## Your assignment:
From the listing below, copy only the lines from the line that contains "In this exercise you will locate the kitchen" to the line that contains "Query: crushed oreo cookie piece", counting those two lines as part of the copy.
[Opening The records section]
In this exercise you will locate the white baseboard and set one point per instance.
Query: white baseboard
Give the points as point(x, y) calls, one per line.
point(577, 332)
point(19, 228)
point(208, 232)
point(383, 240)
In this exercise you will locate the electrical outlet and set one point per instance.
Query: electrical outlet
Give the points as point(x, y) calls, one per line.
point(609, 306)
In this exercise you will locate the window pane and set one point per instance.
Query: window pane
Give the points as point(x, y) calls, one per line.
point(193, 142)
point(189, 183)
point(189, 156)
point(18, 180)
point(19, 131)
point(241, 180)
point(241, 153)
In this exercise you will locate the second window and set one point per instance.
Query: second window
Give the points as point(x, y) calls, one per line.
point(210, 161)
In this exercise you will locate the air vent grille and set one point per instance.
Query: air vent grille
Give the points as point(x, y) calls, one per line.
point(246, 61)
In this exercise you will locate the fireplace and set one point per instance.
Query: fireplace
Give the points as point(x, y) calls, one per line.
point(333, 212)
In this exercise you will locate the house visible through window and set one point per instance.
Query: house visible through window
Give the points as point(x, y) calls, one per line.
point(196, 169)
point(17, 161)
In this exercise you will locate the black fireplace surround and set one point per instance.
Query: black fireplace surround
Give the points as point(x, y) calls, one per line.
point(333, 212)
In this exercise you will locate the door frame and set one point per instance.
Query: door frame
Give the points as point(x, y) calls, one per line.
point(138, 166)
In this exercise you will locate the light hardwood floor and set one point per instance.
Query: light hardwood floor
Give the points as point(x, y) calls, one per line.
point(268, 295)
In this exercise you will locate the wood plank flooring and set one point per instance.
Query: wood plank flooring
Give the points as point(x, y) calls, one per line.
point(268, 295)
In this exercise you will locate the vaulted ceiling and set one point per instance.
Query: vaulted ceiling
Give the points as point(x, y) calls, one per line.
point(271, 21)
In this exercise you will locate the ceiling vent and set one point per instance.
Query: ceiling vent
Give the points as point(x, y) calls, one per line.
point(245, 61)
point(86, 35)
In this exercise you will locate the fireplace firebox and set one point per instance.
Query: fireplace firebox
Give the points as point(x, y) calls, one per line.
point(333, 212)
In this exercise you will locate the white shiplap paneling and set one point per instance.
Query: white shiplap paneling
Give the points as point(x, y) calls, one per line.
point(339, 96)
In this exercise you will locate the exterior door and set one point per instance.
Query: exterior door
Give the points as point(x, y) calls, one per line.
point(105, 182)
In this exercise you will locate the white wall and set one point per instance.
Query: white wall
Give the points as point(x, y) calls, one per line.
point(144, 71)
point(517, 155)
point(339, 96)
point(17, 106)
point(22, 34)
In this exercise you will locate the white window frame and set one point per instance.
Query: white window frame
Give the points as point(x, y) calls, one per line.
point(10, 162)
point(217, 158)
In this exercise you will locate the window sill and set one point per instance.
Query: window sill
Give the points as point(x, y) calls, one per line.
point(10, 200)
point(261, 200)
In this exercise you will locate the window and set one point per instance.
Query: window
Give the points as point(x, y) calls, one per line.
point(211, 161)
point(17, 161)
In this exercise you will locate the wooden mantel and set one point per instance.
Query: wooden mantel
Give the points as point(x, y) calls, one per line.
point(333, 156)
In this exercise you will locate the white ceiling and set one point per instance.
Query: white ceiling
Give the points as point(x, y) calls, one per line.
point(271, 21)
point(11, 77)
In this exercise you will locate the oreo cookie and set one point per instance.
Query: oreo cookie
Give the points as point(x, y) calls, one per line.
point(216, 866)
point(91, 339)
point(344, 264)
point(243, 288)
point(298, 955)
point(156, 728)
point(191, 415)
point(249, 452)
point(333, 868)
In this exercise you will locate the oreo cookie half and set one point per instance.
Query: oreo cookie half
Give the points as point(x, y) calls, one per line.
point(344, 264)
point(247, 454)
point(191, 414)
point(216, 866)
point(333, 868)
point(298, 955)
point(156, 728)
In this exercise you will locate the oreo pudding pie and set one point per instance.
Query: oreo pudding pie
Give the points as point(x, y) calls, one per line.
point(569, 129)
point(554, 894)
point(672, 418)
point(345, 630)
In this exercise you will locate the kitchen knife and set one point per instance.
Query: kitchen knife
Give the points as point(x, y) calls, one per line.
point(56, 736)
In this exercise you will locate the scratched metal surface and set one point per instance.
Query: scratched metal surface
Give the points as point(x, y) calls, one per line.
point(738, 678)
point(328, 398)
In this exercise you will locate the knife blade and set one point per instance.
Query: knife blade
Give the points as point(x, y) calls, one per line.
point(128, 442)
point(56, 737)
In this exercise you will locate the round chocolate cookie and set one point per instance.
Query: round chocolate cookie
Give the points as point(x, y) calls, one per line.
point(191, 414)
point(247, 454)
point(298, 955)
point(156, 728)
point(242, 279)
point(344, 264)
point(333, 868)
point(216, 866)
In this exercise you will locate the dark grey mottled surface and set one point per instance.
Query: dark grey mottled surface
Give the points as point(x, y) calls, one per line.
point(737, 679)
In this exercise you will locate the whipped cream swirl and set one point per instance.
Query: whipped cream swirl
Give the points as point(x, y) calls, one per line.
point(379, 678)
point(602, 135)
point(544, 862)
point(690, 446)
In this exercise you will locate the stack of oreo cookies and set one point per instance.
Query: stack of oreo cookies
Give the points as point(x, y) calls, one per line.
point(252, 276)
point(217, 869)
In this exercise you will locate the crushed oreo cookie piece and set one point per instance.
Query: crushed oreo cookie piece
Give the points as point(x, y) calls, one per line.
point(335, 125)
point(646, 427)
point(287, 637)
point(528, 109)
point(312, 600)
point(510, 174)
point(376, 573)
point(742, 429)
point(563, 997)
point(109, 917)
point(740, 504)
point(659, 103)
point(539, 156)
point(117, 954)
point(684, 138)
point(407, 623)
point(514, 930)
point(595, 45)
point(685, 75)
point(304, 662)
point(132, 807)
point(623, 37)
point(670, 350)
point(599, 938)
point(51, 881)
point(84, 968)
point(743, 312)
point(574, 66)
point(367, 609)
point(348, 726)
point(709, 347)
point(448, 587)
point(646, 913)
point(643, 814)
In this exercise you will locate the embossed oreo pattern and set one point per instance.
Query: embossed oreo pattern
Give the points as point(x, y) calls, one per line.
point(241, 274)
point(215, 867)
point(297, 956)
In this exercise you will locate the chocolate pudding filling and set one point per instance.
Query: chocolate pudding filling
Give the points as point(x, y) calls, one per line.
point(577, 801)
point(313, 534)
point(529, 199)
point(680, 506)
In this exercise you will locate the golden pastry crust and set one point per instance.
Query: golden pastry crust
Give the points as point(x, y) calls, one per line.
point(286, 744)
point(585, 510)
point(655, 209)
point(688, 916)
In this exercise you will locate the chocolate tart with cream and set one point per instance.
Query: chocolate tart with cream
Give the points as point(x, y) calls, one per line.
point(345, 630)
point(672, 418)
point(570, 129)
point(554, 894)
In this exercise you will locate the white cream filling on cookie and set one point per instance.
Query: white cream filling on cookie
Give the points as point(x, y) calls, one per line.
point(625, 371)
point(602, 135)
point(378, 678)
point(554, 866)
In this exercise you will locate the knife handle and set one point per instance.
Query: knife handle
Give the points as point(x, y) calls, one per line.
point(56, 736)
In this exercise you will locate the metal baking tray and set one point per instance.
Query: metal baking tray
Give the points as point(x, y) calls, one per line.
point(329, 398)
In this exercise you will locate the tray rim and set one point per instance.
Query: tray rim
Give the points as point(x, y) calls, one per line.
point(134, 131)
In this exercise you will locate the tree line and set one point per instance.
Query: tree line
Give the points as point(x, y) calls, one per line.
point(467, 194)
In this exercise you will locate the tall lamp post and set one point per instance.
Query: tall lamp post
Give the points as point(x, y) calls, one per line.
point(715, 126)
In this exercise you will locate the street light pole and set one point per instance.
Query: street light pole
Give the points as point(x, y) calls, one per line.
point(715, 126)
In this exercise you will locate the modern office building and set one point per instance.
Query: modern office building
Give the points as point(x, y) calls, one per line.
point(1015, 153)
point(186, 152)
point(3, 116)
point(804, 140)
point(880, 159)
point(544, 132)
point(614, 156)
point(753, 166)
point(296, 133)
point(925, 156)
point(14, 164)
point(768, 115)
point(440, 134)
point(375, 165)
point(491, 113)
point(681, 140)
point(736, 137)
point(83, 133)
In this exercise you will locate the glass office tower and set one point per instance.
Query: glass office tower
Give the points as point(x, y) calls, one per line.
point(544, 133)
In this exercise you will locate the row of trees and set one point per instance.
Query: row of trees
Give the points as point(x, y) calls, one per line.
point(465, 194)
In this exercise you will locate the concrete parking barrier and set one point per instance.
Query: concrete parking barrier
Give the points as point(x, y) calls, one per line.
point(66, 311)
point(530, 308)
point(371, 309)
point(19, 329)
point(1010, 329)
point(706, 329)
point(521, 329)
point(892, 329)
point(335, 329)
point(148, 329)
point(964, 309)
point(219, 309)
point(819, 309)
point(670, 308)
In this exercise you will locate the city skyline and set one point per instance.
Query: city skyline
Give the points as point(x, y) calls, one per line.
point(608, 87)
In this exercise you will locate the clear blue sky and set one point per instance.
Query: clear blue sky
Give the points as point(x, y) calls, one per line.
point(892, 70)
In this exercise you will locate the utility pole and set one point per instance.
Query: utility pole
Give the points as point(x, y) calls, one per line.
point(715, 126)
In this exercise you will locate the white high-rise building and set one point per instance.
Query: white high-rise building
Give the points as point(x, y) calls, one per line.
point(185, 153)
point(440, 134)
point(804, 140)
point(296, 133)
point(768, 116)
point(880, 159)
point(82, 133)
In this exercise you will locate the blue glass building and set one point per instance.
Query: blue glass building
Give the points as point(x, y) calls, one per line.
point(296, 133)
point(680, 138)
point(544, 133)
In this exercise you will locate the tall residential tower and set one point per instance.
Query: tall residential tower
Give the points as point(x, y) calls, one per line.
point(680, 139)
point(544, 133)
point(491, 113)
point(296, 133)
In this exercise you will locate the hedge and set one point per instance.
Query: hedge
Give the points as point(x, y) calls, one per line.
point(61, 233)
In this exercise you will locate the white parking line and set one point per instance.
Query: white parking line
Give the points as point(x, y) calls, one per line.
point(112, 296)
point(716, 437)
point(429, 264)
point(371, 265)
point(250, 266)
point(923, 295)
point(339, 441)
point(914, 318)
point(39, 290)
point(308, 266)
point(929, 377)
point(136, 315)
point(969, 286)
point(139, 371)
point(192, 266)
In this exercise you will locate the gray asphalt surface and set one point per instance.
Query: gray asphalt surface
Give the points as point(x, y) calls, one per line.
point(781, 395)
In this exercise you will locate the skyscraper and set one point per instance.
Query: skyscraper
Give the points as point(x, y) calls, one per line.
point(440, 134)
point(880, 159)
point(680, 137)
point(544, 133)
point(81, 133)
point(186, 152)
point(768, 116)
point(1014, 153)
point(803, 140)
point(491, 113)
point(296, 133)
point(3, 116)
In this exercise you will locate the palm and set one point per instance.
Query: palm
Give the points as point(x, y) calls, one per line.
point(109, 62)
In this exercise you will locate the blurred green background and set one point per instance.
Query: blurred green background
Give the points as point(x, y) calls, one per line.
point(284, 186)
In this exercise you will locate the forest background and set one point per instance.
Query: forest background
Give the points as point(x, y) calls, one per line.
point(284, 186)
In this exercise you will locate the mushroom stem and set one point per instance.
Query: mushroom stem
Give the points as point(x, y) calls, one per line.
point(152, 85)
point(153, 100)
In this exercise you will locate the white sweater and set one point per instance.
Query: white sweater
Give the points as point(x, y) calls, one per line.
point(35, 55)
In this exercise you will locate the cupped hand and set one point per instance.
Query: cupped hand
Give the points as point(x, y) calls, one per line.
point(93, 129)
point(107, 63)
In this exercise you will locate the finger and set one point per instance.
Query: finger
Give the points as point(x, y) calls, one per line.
[Closing The records section]
## Solution:
In this exercise you will locate the kitchen knife and set one point per instance.
Query: kitchen knife
Give the points as point(x, y) calls, one per line.
point(56, 736)
In this exercise you will locate the scratched metal surface and set one point per instance.
Query: scratched metal surface
Give the points as point(x, y) calls, one per line.
point(738, 678)
point(328, 398)
In this exercise you will locate the knife blade and set one point per instance.
Query: knife blade
Give the points as point(x, y) calls, one per line.
point(128, 442)
point(56, 737)
In this exercise you will locate the round chocolate cookie and set one point per instance.
Query: round chocolate cookie
Give the points as point(x, y) calls, one per line.
point(191, 414)
point(247, 454)
point(298, 955)
point(156, 728)
point(242, 279)
point(344, 264)
point(333, 868)
point(216, 866)
In this exercise you will locate the dark grey mottled surface and set one point per instance.
Query: dark grey mottled surface
Give the points as point(x, y) calls, one per line.
point(737, 679)
In this exercise you will locate the whipped cream swirl and set one point per instance.
Query: whipped cream swirl
Give the points as point(x, y) calls, one per line.
point(379, 678)
point(602, 135)
point(544, 862)
point(690, 446)
In this exercise you will locate the stack of oreo cookies and set one point per instance.
Query: stack of oreo cookies
Give the points as point(x, y) calls, one per line.
point(252, 276)
point(217, 869)
In this exercise you will locate the crushed oreo cookie piece and set one point per instance.
Query: crushed oreo cookie piece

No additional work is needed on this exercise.